ENTRIES SUPPLIED »
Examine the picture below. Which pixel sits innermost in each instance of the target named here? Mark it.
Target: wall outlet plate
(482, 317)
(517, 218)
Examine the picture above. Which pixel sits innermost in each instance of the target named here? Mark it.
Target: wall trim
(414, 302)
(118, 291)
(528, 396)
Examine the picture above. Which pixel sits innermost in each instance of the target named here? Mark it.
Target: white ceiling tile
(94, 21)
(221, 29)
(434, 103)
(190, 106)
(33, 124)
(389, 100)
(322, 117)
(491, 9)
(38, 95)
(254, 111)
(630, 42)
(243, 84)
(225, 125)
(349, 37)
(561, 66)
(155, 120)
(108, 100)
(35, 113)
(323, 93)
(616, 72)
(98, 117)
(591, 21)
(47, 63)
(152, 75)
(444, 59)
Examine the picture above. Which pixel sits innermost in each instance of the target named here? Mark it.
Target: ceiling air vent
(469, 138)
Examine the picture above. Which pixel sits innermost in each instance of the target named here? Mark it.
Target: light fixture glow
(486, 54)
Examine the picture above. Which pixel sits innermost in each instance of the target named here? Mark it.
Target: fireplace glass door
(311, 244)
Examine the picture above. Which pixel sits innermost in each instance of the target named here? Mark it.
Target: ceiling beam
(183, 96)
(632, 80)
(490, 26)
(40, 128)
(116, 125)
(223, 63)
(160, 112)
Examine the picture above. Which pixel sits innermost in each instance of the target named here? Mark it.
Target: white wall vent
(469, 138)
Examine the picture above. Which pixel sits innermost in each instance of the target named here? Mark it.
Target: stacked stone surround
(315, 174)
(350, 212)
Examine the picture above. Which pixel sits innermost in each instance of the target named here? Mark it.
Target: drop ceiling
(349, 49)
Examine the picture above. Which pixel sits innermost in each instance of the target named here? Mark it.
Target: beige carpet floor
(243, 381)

TASK REQUIREMENTS » Word for word, repeat the records above.

YOUR SOLUTION »
Examine the picture below. Which pixel sits innermost in each instance of the target named here? Mark it.
Target: wall outlet plate
(482, 317)
(517, 218)
Examine the picture above. Which pixel sits innermost in each instance of the target named here? Mark it.
Target: wall trim
(414, 302)
(118, 291)
(528, 396)
Examine the picture above. Which pixel sits innermost in each instance of the target named here? Mark it.
Target: white ceiling tile
(94, 21)
(221, 29)
(434, 103)
(190, 106)
(33, 124)
(389, 100)
(322, 117)
(491, 9)
(38, 95)
(254, 111)
(630, 42)
(243, 84)
(225, 125)
(349, 37)
(561, 66)
(155, 120)
(108, 100)
(35, 113)
(323, 93)
(616, 72)
(98, 117)
(591, 21)
(47, 63)
(152, 75)
(444, 59)
Examine the picture above. Which pixel sits innermost in each instance of the target named here? Mark it.
Target: ceiling air vent
(469, 138)
Examine the picture above. Which pixel sits innermost in each instance of the target named here? Mark it.
Target: light fixture glow
(486, 54)
Examine the picture above. Which pixel sits innermost in each instance of the target named here? Mark it.
Target: fireplace glass door
(311, 244)
Examine the picture above. Which pixel sits innermost in each instance of the target named here? Mark it.
Target: ceiling beam
(183, 96)
(632, 80)
(490, 26)
(40, 128)
(116, 125)
(223, 63)
(160, 112)
Examine the picture above. Which pixel sits innermost in each instance of the target named here? Mark it.
Target: white wall vent
(469, 138)
Examine the picture above. Which pixel sits innermost in each instance of the target named here? Mark it.
Target: stacked stone surround
(315, 174)
(350, 212)
Examine the picture above. Which pixel sits innermost in each instance of the target named here? Mark it.
Target: drop ceiling
(349, 49)
Examine the picture above. Which pixel sits innermost in each instance of the target named here? Mark it.
Target: beige carpet floor
(243, 381)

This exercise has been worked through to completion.